- OBJECTIVE: Rescale the stretch of records from the line containing "above for green" through the end of the records, inclusive at both ends. Reproduce every line in full, with each bounding-box coordinate multiplied by 1.35 and rounded to a whole number, halves rounded up.

- RECORDED INFORMATION:
______

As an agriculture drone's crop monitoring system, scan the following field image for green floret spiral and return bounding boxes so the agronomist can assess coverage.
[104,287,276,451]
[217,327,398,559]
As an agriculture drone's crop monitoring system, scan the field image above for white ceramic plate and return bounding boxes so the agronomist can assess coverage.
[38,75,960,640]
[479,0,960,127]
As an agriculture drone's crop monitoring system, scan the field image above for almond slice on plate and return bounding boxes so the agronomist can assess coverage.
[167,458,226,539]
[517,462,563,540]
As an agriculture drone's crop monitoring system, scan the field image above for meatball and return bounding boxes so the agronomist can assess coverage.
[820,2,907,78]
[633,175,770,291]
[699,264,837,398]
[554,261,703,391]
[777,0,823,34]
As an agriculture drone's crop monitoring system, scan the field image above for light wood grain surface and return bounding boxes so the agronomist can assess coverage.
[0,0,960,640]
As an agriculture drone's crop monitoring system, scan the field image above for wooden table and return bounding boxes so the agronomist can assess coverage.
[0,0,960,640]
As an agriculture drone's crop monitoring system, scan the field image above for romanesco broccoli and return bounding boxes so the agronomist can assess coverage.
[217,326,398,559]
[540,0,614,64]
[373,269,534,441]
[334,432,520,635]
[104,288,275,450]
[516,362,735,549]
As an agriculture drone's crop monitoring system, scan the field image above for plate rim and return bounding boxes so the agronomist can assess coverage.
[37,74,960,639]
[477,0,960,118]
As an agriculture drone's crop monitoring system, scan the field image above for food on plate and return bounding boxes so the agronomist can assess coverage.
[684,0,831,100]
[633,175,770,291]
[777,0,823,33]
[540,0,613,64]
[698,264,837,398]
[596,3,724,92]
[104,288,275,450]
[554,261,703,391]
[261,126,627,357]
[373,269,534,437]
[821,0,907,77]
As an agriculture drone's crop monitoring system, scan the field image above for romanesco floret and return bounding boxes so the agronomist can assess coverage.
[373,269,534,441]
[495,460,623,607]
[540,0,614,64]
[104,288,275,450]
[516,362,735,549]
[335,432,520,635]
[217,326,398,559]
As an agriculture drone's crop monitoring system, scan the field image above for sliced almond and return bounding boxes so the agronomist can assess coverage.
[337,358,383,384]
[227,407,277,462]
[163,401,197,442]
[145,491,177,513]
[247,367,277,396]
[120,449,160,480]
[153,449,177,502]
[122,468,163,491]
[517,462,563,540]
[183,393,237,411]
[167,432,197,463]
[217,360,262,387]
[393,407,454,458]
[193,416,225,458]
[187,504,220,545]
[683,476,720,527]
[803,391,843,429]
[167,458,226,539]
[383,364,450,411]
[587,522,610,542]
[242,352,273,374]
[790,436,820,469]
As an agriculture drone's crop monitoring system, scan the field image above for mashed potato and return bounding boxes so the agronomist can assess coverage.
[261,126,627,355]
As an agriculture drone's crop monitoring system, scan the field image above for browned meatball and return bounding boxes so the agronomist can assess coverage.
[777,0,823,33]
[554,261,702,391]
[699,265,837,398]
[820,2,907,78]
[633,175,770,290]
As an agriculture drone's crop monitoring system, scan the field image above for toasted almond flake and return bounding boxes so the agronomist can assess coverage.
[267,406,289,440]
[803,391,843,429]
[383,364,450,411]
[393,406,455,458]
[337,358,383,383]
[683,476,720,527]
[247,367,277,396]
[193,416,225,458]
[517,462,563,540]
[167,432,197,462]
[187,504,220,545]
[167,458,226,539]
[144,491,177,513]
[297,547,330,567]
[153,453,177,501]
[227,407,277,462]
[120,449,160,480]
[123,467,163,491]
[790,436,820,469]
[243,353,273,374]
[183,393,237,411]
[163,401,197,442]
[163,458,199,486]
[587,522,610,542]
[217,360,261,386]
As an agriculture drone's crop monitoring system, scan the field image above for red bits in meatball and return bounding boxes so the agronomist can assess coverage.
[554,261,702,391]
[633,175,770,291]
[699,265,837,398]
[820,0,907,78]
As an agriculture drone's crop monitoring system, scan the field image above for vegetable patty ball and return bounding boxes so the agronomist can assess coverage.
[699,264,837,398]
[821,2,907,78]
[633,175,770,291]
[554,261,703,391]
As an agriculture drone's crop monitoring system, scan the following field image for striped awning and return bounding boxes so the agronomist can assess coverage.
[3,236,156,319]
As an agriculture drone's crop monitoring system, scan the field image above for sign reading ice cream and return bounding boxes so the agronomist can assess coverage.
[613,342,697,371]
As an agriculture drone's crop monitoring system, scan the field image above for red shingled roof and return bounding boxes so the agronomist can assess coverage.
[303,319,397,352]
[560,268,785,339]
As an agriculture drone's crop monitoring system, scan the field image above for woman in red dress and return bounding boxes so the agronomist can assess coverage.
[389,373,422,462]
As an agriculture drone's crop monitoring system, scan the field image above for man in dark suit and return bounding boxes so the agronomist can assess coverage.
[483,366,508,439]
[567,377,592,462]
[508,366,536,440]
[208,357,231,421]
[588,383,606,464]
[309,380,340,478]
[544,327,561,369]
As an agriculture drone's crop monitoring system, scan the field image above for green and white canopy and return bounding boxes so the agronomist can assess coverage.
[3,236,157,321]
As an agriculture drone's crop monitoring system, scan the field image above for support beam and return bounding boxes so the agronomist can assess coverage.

______

- TASK RESPONSE:
As an agriculture drone's crop monitoring system, scan the field image above for green and white canopy and return bounding boxes so the agronomist can assess coverage.
[4,319,212,433]
As an agriculture drone's crop monitoring system, scan the field image above for support beam and return bounding boxes so the agronomist can assess coverage.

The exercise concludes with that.